### Text to read
============

Saturday, June 6, 2020

1315 Strathcona Street - Clifton Community Centre

© 2020, Christian Cassidy
Place: Clifton Community Centre
Address: 1315 Strathcona Street (Map)
Opened: By March 1956

The creation of a small community club just blocks from the city limits would normally receive little media attention. That is not the case with Clifton. It made front page news numerous times in the summer and fall of 1955 caught in a land swap "fiasco".

Clifton site ca. 1953 (City of Winnipeg Archives)

In 1953, Strathcona Street was extended one block north from Wellington Avenue to Richard Avenue. Around $17,500 was spent by the city to install a hydro line and network of water mains in preparation for future suburban development. The block ran adjacent to one of the city's old ash dumps that was in the process of being decommissioned and would be developed into Westview Park, better known as "Garbage Hill", in 1960.

The following year, on October 27, 1954, ratepayers voted in favour of a $300,000 recreation bylaw. Included in its laundry list of projects was $30,900 to create a community club on Strathcona Street at Wellington Avenue that would include facilities for field sports, hockey and a wading pool.

February 2, 1955, Winnipeg Tribune

The organizing meeting for this new community club took place at Clifton School on February 7, 1955. George Robson was elected president and alderman Lillian Hallonquist was named honourary president. The club's ladies auxiliary was formed in early April with Mrs. G. McMullin as president, Mrs. J Rettie as vice-president, Mrs S. Craig as secretary and Mrs. R Dudley the treasurer.

Why the board choose the name "Clifton" when the centre would be located blocks away from Clifton Street and Clifton School is a bit of a mystery as neither local paper reported on the founding meeting. There are a few possible reasons, though none explain it completely. (See "Why Clifton?" below.)


Lillian Hallonquist, a long-time alderman in Ward Two, was rewarded with the title "honourary president" as she had convinced her colleagues on the property committee to transfer this block of land to the parks board for the new club.

It wasn't until around April 1955 when the transfer made it to the council level for final approval that it was pointed out that the $17,500 in improvements were now worthless and had to be removed so that the centre could be built.

============

### Collected material

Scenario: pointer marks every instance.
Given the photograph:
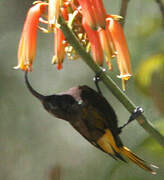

============

### Task set
- a) Using the Clifton Community Centre history, copy everything from "Why the board" down to "the new club.", but swap "property committee" for "finance committee".
- b) Answer these questions from the Clifton Community Centre history:
(i) On what date did ratepayers vote in favour of the $300,000 recreation bylaw?
(ii) Who was elected president at the club's organizing meeting?
(iii) About how much did the city spend on the hydro line and water mains for the Strathcona Street extension?
None of the data is needed for this work.

### Answers in order
- a)
Why the board choose the name "Clifton" when the centre would be located blocks away from Clifton Street and Clifton School is a bit of a mystery as neither local paper reported on the founding meeting. There are a few possible reasons, though none explain it completely. (See "Why Clifton?" below.)


Lillian Hallonquist, a long-time alderman in Ward Two, was rewarded with the title "honourary president" as she had convinced her colleagues on the finance committee to transfer this block of land to the parks board for the new club.

- b)
(i) October 27, 1954
(ii) George Robson
(iii) Around $17,500